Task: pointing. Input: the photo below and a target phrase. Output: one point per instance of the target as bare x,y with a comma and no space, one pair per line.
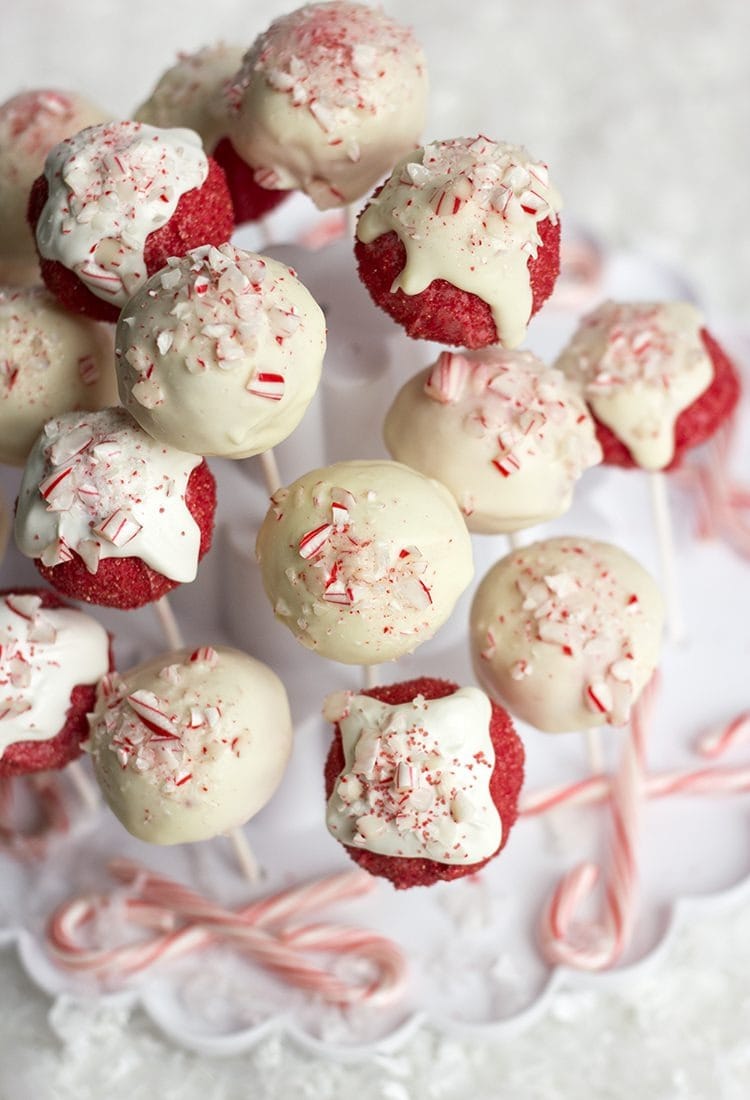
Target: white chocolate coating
363,561
416,779
221,352
110,186
566,633
190,92
52,361
508,436
190,745
467,210
44,653
96,483
640,365
328,99
30,124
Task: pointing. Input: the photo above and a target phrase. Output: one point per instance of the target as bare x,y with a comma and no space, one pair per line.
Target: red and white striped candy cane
595,945
260,931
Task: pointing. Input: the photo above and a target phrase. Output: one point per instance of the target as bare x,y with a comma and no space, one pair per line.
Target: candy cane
188,922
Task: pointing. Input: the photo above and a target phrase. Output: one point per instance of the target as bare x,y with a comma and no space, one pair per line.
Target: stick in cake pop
422,780
109,515
191,94
327,100
30,124
363,561
114,202
51,362
658,384
461,244
506,435
220,352
190,744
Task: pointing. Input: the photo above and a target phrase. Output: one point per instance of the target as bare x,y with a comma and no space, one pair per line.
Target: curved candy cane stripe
161,903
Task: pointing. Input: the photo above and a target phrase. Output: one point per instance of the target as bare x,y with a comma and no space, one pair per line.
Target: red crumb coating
25,757
202,216
505,788
697,422
128,582
442,312
251,200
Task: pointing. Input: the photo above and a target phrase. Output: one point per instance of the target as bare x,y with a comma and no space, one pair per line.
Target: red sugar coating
697,422
505,787
251,200
26,757
443,312
202,216
128,582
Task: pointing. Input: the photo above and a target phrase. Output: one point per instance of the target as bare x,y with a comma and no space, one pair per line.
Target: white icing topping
30,124
190,94
220,353
508,436
328,98
416,779
364,561
96,483
640,365
566,633
44,653
190,745
467,211
51,361
110,186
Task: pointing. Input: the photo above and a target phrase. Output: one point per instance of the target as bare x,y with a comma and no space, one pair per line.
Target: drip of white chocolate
416,779
467,211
★ ★ ★ ★ ★ ★ ★
TASK STATEMENT: Copy out every entry exactly as written, but not the pictures.

PROBLEM SOLUTION:
Task: pointing. Input: the photo below and a target phrase. Output: one point per instance of the target as bare x,y with a comma and no space, one pair per line.
Target: white chocolate coating
363,561
416,779
221,352
110,186
566,633
190,92
52,361
508,436
190,745
467,210
44,653
96,483
640,365
328,99
30,124
Task: pointing. Input: the photo above and a target phrase. Output: one point per instance of the target as bare x,y with a comma and no space, one pair per line.
Target: red and white striped candy cane
595,945
260,931
Task: pointing. Input: the photo above and a target phrase. Output: one point per instance of the target as bare x,y with a comma and no space, one pair per line.
Target: candy cane
188,922
Task: pointing. Input: the photo above and a target phrase. Output: one point per instance of the target as bare x,y with a comma and no space, one pair per line.
Target: stick in cake pop
422,780
109,515
191,94
327,100
30,124
363,561
114,202
51,362
658,384
461,244
506,435
220,352
190,744
Task: pointing. Input: the photo above and a target phrase. Output: one point per instance of the target as bare x,y with a comma and no space, one pair per line.
Target: curved candy cane stripe
161,903
Task: pointing. Input: the photo above and a target phrase. Output: one point per instance of the target as bare x,y with a comma and no space, one pair per line.
Target: red crumb coating
25,757
202,216
505,788
697,422
128,582
442,312
251,200
Task: pointing. Input: the photo above and a target phrase. Output: one point per instance of the target as bare x,y with a comma and no space, one pair per line.
Target: red sugar coating
697,422
505,787
251,200
26,757
443,312
202,216
128,582
Task: pointing. Input: the photo above and a target phrase. Output: one point per instance of the target as bare x,y with a comma and no space, one pair per line.
Target: white icing topping
30,124
190,94
220,353
508,436
328,98
416,779
364,561
96,483
640,365
566,633
44,653
190,745
467,211
51,361
110,186
Task: pointing. Input: the photo above and a target phrase. Output: one point per instance of the target as bare x,y with a comma and no space, one pair per line.
Target: drip of white chocolate
416,779
467,211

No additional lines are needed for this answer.